YOUR OBJECTIVE ▸
Translate this sentence from the FoodHub data analysis text below into Spanish: "The customer can rate the order in the app."

EXCERPTED TEXT ▸
FoodHub Data Analysis¶

Context¶

The number of restaurants in New York is increasing day by day. Lots of students and busy professionals rely on those restaurants due to their hectic lifestyles. Online food delivery service is a great option for them. It provides them with good food from their favorite restaurants. A food aggregator company FoodHub offers access to multiple restaurants through a single smartphone app.

The app allows the restaurants to receive a direct online order from a customer. The app assigns a delivery person from the company to pick up the order after it is confirmed by the restaurant. The delivery person then uses the map to reach the restaurant and waits for the food package. Once the food package is handed over to the delivery person, he/she confirms the pick-up in the app and travels to the customer's location to deliver the food. The delivery person confirms the drop-off in the app after delivering the food package to the customer. The customer can rate the order in the app. The food aggregator earns money by collecting a fixed margin of the delivery order from the restaurants.

Objective¶

The food aggregator company has stored the data of the different orders made by the registered customers in their online portal. They want to analyze the data to get a fair idea about the demand of different restaurants which will help them in enhancing their customer experience. As a Data Scientist in this company there are some key questions that need to be answered. I have to perform a data analysis to find answers to these questions that will help the company to improve the business.

Data Description¶

The data contains the different data related to a food order. The detailed data dictionary is given below.

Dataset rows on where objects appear
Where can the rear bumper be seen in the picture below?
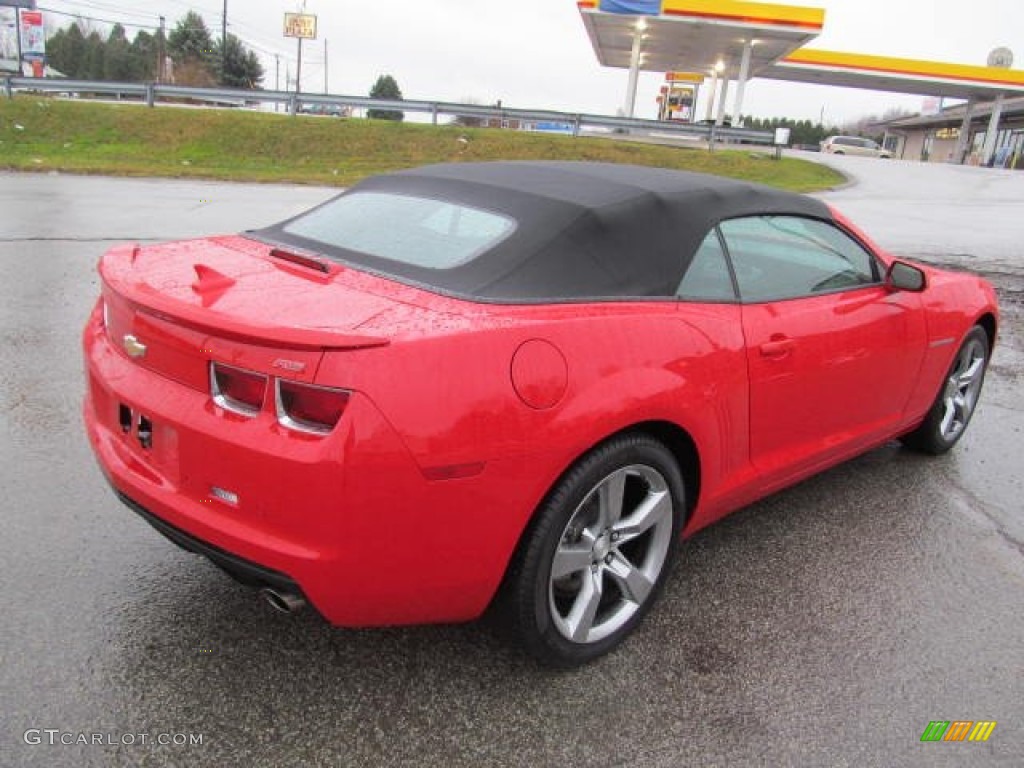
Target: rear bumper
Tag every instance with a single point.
(348, 520)
(239, 568)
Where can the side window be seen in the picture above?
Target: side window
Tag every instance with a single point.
(708, 275)
(783, 257)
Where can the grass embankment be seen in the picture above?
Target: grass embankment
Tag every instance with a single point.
(42, 134)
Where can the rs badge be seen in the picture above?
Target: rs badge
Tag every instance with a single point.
(133, 346)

TASK OUTPUT ▸
El cliente puede calificar el pedido en la aplicación.